Remplace « grass » par « lawn » et recopie les entrées sans rien changer d'autre, de la ligne qui contient « Where can you see the cardigan » jusqu'à la fin des entrées.

○ ○ ○

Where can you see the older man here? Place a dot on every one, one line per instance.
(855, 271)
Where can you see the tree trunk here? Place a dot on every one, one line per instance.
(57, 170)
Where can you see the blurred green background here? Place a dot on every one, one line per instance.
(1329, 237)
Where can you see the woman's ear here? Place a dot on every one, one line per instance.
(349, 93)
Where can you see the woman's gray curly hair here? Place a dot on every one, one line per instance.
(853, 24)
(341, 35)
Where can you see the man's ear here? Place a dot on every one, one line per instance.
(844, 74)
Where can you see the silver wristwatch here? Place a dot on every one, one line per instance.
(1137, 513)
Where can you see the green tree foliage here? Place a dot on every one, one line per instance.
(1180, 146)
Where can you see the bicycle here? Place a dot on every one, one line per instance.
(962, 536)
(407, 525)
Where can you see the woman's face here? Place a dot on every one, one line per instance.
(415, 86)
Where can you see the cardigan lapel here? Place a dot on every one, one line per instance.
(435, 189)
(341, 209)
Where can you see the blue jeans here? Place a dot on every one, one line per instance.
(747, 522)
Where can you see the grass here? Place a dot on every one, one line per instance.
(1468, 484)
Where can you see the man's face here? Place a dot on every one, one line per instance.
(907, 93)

○ ○ ○

[Réponse]
Where can you see the cardigan lapel here? Place a dot on every one, one line per instance.
(435, 189)
(341, 209)
Where can you see the blue jeans here? Place a dot on every one, one line per instance.
(747, 522)
Where can you see the lawn here? Place a dot on every one, one line per instance.
(1468, 484)
Where can you see the man's face here? Place a dot on every one, one line per instance.
(907, 93)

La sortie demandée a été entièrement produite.